***** EXTRAIT DE PAGE *****
Shianne. (© Accumulate)
L’idée est plantée. Elle germe grâce aux volontaires qui rejoignent le projet, via le bouche-à-oreille et un mail envoyé par Marice aux centres d’hébergement, auberges et organisations venant en aide aux personnes réfugiées, sans papiers et survivantes de guerre. Chacun·e est alors invité·e à raconter son histoire individuellement, avec le soutien d’une équipe de tuteur·rice·s (dont la moitié a également vécu dans la rue) lors d’ateliers créatifs.
L’art comme exutoire intime et social
Les ateliers, précise Marice Cumber, concentraient des volontés aussi pratiques que psychologiques. En même temps qu’ils y apprenaient et approfondissaient des techniques d’écriture, de dessin, de peinture et de typographie, les auteur·rice·s discutaient de leurs projets personnels, de la façon de se raconter et de leur passé : “Ça m’a sortie de mon foyer et m’a aidée à me sortir de difficultés liées à ma santé mentale. Ça m’a permis de me sentir plus connectée socialement aux autres”, relate Amalia, une des autrices du livre, qui affirme que travailler sur son histoire a été “thérapeutique”.
***** INFORMATIONS FOURNIES *****
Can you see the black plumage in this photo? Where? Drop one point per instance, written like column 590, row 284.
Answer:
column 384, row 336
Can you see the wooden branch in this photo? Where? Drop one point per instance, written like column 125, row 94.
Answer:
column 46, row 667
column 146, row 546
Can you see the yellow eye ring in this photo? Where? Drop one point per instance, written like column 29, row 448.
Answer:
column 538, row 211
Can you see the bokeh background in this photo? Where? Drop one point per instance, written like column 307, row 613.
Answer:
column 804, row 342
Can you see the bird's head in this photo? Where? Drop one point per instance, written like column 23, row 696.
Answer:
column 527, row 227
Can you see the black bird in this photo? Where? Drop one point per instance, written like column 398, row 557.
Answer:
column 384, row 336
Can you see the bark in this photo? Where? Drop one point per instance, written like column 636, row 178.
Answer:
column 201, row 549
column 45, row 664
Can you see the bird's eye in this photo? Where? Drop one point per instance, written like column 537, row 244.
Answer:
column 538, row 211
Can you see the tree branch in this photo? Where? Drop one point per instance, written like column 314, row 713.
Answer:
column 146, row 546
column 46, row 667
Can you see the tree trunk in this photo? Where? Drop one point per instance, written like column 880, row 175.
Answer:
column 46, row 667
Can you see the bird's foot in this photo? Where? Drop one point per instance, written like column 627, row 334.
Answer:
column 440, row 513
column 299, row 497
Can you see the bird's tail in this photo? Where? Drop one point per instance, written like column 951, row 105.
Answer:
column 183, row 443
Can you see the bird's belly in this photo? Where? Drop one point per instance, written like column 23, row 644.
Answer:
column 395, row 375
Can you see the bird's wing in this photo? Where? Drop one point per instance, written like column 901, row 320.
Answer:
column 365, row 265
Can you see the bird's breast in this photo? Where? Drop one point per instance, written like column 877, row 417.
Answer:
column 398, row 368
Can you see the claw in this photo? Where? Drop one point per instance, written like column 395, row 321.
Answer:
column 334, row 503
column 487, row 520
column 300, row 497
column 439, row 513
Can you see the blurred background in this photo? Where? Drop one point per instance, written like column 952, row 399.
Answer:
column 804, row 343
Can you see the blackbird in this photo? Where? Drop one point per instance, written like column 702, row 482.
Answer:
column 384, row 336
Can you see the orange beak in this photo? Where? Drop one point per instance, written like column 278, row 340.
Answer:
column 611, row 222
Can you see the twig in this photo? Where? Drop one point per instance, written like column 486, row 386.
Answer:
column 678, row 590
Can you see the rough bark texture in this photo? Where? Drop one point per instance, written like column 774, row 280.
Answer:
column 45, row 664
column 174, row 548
*****
EXERCICES À RÉALISER:
1. Recopiez, s'il vous plaît, le passage de l'extrait sur les ateliers créatifs situé entre « L’idée est plantée. » et « lors d’ateliers créatifs. », bornes comprises.
2. Reprenez l'extrait sur les ateliers créatifs à la suite de sa dernière phrase et prolongez-le.

RÉPONSES CI-DESSOUS:
1.
L’idée est plantée. Elle germe grâce aux volontaires qui rejoignent le projet, via le bouche-à-oreille et un mail envoyé par Marice aux centres d’hébergement, auberges et organisations venant en aide aux personnes réfugiées, sans papiers et survivantes de guerre. Chacun·e est alors invité·e à raconter son histoire individuellement, avec le soutien d’une équipe de tuteur·rice·s (dont la moitié a également vécu dans la rue) lors d’ateliers créatifs.

2.
“The Squat”. (© Accumulate)
Pour que le projet voie le jour, Accumulate a organisé une levée de fonds (qui a permis de rassembler 18 000 livres sterling, près de 20 000 euros) afin de financer “les ateliers, le matériel, la présence de tuteurs, les repas et transports des participants, la direction artistique du projet, la production du livre et son lancement”.
Les bénéfices, nous précise-t-on, sont partagés entre les auteur·rice·s et Accumulate, “afin de continuer à mettre en place des ateliers créatifs pour les sans-abri”. Depuis la création de l’organisation, en 2013, vingt personnes ont d’ailleurs pu partir étudier dans des écoles d’art. Sur le court terme, pour Amalia, le plus important reste de “modifier les récits liés à la vie dans la rue” et porter la voix des sans-abri.
Ria Renee. (© Accumulate)
“Nikolett Eszes”. (© Accumulate/Tori Lens)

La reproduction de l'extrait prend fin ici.